## Excerpted data
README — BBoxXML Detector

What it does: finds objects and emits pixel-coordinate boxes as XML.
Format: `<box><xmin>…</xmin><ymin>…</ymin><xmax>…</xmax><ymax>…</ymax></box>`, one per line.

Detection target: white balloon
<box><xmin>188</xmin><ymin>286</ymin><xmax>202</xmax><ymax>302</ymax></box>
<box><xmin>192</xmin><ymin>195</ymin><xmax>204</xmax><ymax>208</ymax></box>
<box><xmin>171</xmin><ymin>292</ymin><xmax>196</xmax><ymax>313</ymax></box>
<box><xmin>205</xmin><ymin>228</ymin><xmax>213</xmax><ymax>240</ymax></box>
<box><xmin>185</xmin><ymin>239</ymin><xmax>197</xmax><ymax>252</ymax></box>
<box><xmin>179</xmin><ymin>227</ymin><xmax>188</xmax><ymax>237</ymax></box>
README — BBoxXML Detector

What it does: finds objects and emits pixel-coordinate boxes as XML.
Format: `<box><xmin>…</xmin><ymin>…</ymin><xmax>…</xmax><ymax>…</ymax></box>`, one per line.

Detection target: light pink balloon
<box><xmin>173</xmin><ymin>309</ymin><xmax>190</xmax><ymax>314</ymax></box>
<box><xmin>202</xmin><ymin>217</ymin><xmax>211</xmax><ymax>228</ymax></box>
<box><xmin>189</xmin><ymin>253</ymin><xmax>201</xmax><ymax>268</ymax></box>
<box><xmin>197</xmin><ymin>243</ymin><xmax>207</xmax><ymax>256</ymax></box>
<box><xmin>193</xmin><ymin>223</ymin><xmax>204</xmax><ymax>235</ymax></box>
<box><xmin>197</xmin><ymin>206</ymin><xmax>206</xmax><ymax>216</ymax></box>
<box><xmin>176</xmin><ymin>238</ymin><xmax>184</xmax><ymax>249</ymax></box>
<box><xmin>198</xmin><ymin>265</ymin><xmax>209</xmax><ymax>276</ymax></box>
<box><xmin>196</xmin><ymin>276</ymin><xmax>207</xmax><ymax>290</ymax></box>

## Work to complete
Determine how many lines of the data above contain the string "Detection", treating uppercase and lowercase letters as distinct. Reply with that number alone.

## Correct answer
2